**Entries supplied:**
-- begin --

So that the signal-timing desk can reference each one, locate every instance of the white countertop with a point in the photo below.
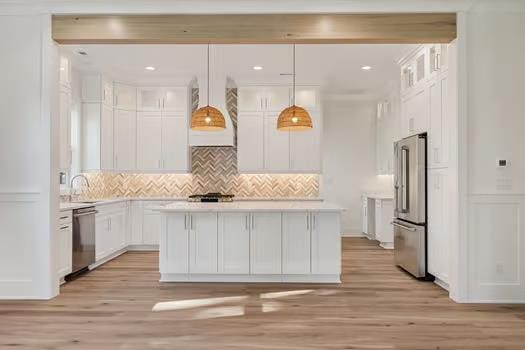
(243, 206)
(103, 201)
(378, 195)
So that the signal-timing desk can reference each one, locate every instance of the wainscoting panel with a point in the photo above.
(496, 251)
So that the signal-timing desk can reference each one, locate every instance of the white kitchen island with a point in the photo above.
(250, 241)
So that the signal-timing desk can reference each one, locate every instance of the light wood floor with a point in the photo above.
(376, 307)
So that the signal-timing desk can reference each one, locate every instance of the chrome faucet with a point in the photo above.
(71, 184)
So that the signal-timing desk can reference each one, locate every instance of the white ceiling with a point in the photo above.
(337, 68)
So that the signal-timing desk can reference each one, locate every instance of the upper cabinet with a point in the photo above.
(125, 97)
(264, 149)
(96, 88)
(171, 99)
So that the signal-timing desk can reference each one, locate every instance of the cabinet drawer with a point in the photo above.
(65, 217)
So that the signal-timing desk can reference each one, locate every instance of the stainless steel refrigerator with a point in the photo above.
(410, 207)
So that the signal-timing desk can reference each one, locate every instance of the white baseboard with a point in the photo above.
(228, 278)
(348, 234)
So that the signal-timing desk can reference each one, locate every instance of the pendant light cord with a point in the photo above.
(208, 71)
(293, 92)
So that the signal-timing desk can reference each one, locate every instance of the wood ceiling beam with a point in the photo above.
(394, 28)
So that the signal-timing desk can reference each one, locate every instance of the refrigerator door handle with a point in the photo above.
(404, 179)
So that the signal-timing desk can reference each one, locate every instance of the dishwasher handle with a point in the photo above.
(86, 213)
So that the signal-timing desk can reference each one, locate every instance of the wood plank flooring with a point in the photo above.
(376, 307)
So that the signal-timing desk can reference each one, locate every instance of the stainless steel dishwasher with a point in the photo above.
(83, 239)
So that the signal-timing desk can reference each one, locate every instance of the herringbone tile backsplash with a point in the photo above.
(213, 169)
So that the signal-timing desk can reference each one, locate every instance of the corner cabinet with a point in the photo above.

-- end --

**Required work:** Rewrite everything from the line containing "backsplash with a point in the photo above." down to the end of the entries, keeping the wording unchanged, and raise every coordinate in the answer points by 34.

**Final answer:**
So that the signal-timing desk can reference each one, locate every instance of the herringbone tile backsplash with a point in the photo above.
(247, 203)
So that the signal-timing desk can reference each one, locate every instance of the corner cabinet with a point in the photo above.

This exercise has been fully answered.